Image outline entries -
--- start ---
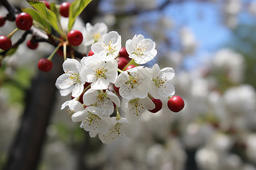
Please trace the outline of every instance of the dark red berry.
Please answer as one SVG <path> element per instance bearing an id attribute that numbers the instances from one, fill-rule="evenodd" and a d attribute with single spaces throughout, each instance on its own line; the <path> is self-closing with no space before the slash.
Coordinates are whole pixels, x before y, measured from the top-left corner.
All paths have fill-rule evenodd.
<path id="1" fill-rule="evenodd" d="M 152 113 L 156 113 L 157 112 L 161 110 L 162 107 L 163 105 L 163 103 L 162 103 L 161 100 L 152 98 L 151 100 L 152 101 L 153 101 L 154 104 L 155 104 L 155 107 L 154 109 L 148 110 L 148 111 Z"/>
<path id="2" fill-rule="evenodd" d="M 68 33 L 68 40 L 72 45 L 79 45 L 82 42 L 82 34 L 78 30 L 71 31 Z"/>
<path id="3" fill-rule="evenodd" d="M 88 53 L 88 56 L 91 56 L 92 55 L 93 55 L 94 54 L 94 53 L 93 53 L 93 52 L 90 50 L 89 53 Z"/>
<path id="4" fill-rule="evenodd" d="M 48 72 L 52 67 L 52 62 L 47 58 L 41 58 L 38 62 L 38 69 L 39 70 Z"/>
<path id="5" fill-rule="evenodd" d="M 4 50 L 7 50 L 11 46 L 11 41 L 5 36 L 0 36 L 0 48 Z"/>
<path id="6" fill-rule="evenodd" d="M 125 69 L 125 71 L 128 70 L 129 69 L 131 69 L 132 68 L 134 68 L 135 67 L 136 67 L 136 66 L 135 66 L 134 65 L 129 65 L 128 66 L 127 66 L 126 69 Z"/>
<path id="7" fill-rule="evenodd" d="M 70 3 L 69 2 L 63 2 L 60 5 L 60 13 L 61 16 L 64 17 L 68 17 L 69 14 L 69 6 Z"/>
<path id="8" fill-rule="evenodd" d="M 0 16 L 0 27 L 2 27 L 3 25 L 5 25 L 5 18 L 2 16 Z"/>
<path id="9" fill-rule="evenodd" d="M 168 100 L 167 105 L 172 112 L 179 112 L 183 109 L 185 103 L 181 97 L 174 96 Z"/>
<path id="10" fill-rule="evenodd" d="M 49 2 L 46 1 L 42 1 L 41 2 L 44 2 L 44 4 L 46 5 L 46 7 L 47 8 L 48 8 L 49 10 L 51 10 Z"/>
<path id="11" fill-rule="evenodd" d="M 127 53 L 126 49 L 125 47 L 122 47 L 119 51 L 119 56 L 125 57 L 127 60 L 130 60 L 129 54 Z"/>
<path id="12" fill-rule="evenodd" d="M 22 30 L 27 31 L 31 28 L 33 24 L 32 16 L 26 12 L 21 12 L 16 18 L 16 26 Z"/>
<path id="13" fill-rule="evenodd" d="M 118 57 L 117 64 L 118 65 L 118 69 L 123 70 L 123 67 L 128 63 L 128 60 L 125 57 Z"/>
<path id="14" fill-rule="evenodd" d="M 27 46 L 31 49 L 35 49 L 38 46 L 38 42 L 32 42 L 31 41 L 28 40 L 27 42 Z"/>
--- end ---
BRIEF -
Please turn the entries into a JSON list of strings, one string per line, leaving out blank lines and the pictures.

WORKED SOLUTION -
[
  "Please trace the outline of every instance of the dark red berry.",
  "Please answer as one SVG <path> element per instance bearing an id attribute that numbers the instances from one, fill-rule=\"evenodd\" and a d attribute with single spaces throughout, each instance on its own line; the <path> is self-closing with no space before the slash.",
  "Coordinates are whole pixels, x before y, measured from the top-left corner.",
  "All paths have fill-rule evenodd.",
  "<path id=\"1\" fill-rule=\"evenodd\" d=\"M 152 113 L 156 113 L 157 112 L 161 110 L 162 107 L 163 105 L 163 103 L 162 103 L 161 100 L 152 98 L 151 100 L 152 101 L 153 101 L 154 104 L 155 104 L 155 107 L 154 109 L 148 110 L 148 111 Z\"/>",
  "<path id=\"2\" fill-rule=\"evenodd\" d=\"M 68 33 L 68 40 L 72 45 L 79 45 L 82 42 L 82 34 L 78 30 L 71 31 Z\"/>",
  "<path id=\"3\" fill-rule=\"evenodd\" d=\"M 88 53 L 88 56 L 91 56 L 92 55 L 93 55 L 94 54 L 94 53 L 93 53 L 93 52 L 90 50 L 89 53 Z\"/>",
  "<path id=\"4\" fill-rule=\"evenodd\" d=\"M 48 72 L 52 67 L 52 62 L 47 58 L 41 58 L 38 62 L 38 69 L 39 70 Z\"/>",
  "<path id=\"5\" fill-rule=\"evenodd\" d=\"M 4 50 L 7 50 L 11 46 L 11 41 L 5 36 L 0 36 L 0 48 Z\"/>",
  "<path id=\"6\" fill-rule=\"evenodd\" d=\"M 125 69 L 125 71 L 128 70 L 129 69 L 131 69 L 132 68 L 134 68 L 135 67 L 136 67 L 136 66 L 135 66 L 134 65 L 129 65 L 128 66 L 127 66 L 126 69 Z\"/>",
  "<path id=\"7\" fill-rule=\"evenodd\" d=\"M 70 3 L 69 2 L 63 2 L 60 5 L 60 13 L 61 16 L 64 17 L 68 17 L 69 14 L 69 6 Z\"/>",
  "<path id=\"8\" fill-rule=\"evenodd\" d=\"M 0 16 L 0 27 L 2 27 L 3 25 L 5 25 L 5 18 L 2 16 Z\"/>",
  "<path id=\"9\" fill-rule=\"evenodd\" d=\"M 168 100 L 167 105 L 172 112 L 179 112 L 183 109 L 185 103 L 181 97 L 174 96 Z\"/>",
  "<path id=\"10\" fill-rule=\"evenodd\" d=\"M 49 2 L 46 1 L 42 1 L 41 2 L 44 2 L 44 4 L 46 5 L 46 7 L 47 8 L 48 8 L 49 10 L 51 10 Z\"/>",
  "<path id=\"11\" fill-rule=\"evenodd\" d=\"M 127 53 L 126 49 L 125 47 L 122 47 L 119 51 L 119 56 L 125 57 L 127 60 L 130 60 L 129 54 Z\"/>",
  "<path id=\"12\" fill-rule=\"evenodd\" d=\"M 22 30 L 27 31 L 31 28 L 33 24 L 32 16 L 26 12 L 21 12 L 16 18 L 16 26 Z\"/>",
  "<path id=\"13\" fill-rule=\"evenodd\" d=\"M 118 57 L 117 64 L 118 65 L 118 69 L 123 70 L 123 67 L 128 63 L 128 60 L 125 57 Z\"/>",
  "<path id=\"14\" fill-rule=\"evenodd\" d=\"M 27 46 L 31 49 L 35 49 L 38 46 L 38 42 L 32 42 L 31 41 L 28 40 L 27 42 Z\"/>"
]